§ **Instructions for the task**
Answer these questions from the court order passage below:
1. On what date did the Court issue its order?
2. Who are named class representatives?
3. Which method must defendants use to compute the portion of an AFDC grant attributable to an SSI recipient?

§ **Passage shown**

◇ ◇ ◇ ◇ ◇


 The notice at issue here, however, as defendants point out, merely informs individuals not previously eligible for or receiving benefits of the agency's computation of their retroactive SSI award. As such, the decisions cited by plaintiffs concerning notices of a reduction in benefits are inapposite. See, e.g., Supplemental Security Income Notice of Decision, Exh. B to Amended Complaint in Intervention.

 The SSI Notice of Decision contains: (1) the amount of the grant and the period for which it is effective; (2) the reasons for the determination; (3) an invitation to contact Social Security about the accuracy of the decision or to ask questions or for more information; and (4) a statement of the right to appeal and an explanation of the methods of reconsideration. Although a more detailed notice might lessen the risk of an erroneous deprivation of benefits in some cases, *fn11" the opportunity to inquire about the method of computation, or indeed, about any other matter regarding the notice, certainly offsets any prejudice to a recipient from the lack of detail. *fn12" Neither the dictates of due process nor defendants' own regulations require this type of notice to include the mathematical calculations used to arrive at the amount of benefits. See Garrett v. Puett, 707 F.2d 930, 931 (6th Cir. 1983); 20 C.F.R. § 416.1404 (1983). Cf. Dilda v. Quern, 612 F.2d 1055, 1057 (7th Cir.), cert. denied sub nom. Miller v. Dilda, 447 U.S. 935, 65 L. Ed. 2d 1130, 100 S. Ct. 3039 (1980) (notice of reduction or cancellation of benefits must provide breakdown of income and allowable deductions). To be constitutionally adequate "notice must be reasonably calculated to apprise the claimants of the action taken and afford them an opportunity to present their objections." Adams v. Harris, 643 F.2d 995, 998 (4th Cir. 1981). See Memphis Light, Gas & Water Division v. Craft, 436 U.S. 1, 14, 56 L. Ed. 2d 30, 98 S. Ct. 1554 (1978); Mullane v. Central Hanover Trust Co., 339 U.S. 306, 314, 94 L. Ed. 865, 70 S. Ct. 652 (1950); see also LeBeau v. Spirito, 703 F.2d 639, 644 (1st Cir. 1983). The SSI Notice of Decision meets this standard.

 In view of the foregoing, it is by the Court this 24th day of February, 1984

 ORDERED that defendants' Supplemental Motion to Dismiss or, in the Alternative, for Summary Judgment, shall be and the same hereby is denied; and it is further

 ORDERED that plaintiffs' motion for class certification shall be and the same hereby is granted, Fed. R. Civ. P. 23(a), (b)(2); and it is further

 ORDERED that plaintiffs Mary D. Wilson and Schnetia E. Green be named class representatives; and it is further

 ORDERED that plaintiffs' motion for summary judgment shall be and the same hereby is granted to the extent provided by this Memorandum Opinion; and it is further

 ORDERED that defendants shall be and they hereby are enjoined from using the per capita method and shall use the incremental method to compute the portion of an AFDC grant attributable to an SSI recipient in the District of Columbia when calculating an award of retroactive SSI benefits for claims filed prior to June 1, 1982; and it is further

 ORDERED that, within one hundred twenty (120) days from this date, defendants shall identify all class members, calculate the amount by which each class member was underpaid by use of the per capita method and pay to each class member the amount underpaid.

◇ ◇ ◇ ◇ ◇

§ **Excerpted data**

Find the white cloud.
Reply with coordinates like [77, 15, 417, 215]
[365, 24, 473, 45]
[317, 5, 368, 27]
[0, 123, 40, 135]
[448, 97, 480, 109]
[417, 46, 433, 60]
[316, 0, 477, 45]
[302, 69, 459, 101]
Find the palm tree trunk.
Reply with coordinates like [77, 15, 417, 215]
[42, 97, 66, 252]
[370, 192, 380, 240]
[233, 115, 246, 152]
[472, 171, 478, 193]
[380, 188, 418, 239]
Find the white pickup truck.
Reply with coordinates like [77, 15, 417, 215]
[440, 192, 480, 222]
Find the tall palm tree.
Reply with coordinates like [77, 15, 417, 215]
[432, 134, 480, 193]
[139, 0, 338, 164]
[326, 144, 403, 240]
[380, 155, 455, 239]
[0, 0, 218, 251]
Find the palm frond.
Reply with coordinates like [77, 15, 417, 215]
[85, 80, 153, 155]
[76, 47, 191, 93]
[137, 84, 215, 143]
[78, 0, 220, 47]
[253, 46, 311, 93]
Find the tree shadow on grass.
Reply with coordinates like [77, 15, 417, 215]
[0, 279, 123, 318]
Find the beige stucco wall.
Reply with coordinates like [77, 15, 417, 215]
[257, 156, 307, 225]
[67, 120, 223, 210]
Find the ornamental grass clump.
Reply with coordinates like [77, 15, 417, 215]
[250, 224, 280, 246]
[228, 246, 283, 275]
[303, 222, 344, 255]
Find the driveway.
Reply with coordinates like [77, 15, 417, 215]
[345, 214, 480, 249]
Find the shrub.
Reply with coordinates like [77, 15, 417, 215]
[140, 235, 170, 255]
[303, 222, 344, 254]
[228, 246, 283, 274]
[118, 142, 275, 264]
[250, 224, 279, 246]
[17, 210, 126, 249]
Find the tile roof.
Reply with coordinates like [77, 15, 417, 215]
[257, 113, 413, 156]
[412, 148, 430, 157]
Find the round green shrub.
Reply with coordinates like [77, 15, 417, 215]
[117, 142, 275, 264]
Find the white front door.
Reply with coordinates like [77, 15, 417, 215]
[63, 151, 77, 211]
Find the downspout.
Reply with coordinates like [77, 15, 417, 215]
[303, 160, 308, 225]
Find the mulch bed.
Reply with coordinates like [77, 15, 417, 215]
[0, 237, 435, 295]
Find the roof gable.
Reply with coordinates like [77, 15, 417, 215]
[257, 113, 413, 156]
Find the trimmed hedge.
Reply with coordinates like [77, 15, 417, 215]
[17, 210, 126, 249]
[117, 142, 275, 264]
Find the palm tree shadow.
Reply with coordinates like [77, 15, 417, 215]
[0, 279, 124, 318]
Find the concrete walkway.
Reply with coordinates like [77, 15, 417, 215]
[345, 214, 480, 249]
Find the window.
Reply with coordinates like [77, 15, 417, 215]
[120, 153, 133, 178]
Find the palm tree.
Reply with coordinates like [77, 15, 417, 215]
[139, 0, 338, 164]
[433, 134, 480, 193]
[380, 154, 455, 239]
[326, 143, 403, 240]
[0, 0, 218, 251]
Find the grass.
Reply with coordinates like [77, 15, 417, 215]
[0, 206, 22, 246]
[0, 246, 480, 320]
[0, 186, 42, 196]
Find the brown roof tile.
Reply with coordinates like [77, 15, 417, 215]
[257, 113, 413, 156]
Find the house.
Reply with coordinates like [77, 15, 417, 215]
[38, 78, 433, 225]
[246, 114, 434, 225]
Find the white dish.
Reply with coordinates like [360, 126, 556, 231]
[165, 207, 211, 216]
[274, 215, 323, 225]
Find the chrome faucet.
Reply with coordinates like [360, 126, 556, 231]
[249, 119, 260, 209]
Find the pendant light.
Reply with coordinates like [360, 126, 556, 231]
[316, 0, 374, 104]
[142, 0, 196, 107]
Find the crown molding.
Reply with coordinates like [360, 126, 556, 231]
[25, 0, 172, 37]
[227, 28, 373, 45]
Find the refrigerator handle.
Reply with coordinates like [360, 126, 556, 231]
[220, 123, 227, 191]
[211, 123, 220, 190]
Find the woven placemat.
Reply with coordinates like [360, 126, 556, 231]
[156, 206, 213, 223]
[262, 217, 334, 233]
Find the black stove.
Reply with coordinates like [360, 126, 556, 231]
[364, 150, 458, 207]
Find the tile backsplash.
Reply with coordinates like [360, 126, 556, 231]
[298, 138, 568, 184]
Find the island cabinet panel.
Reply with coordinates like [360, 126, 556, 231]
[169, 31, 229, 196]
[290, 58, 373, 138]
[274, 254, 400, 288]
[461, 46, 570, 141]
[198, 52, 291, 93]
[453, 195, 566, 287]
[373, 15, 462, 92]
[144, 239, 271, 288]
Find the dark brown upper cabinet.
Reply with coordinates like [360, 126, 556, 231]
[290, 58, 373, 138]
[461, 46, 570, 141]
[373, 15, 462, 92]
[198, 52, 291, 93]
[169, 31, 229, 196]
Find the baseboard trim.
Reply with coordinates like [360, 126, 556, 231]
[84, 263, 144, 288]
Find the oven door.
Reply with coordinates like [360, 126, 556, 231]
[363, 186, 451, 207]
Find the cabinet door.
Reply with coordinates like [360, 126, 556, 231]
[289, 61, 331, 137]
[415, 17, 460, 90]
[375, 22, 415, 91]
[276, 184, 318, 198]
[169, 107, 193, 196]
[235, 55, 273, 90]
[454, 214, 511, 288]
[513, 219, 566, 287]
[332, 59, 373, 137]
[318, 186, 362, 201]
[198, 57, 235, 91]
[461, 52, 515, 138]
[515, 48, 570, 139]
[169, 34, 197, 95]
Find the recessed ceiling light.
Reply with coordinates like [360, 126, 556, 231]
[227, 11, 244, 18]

◇ ◇ ◇ ◇ ◇

§ **Response below**
1. The 24th day of February, 1984.
2. Mary D. Wilson and Schnetia E. Green.
3. The incremental method.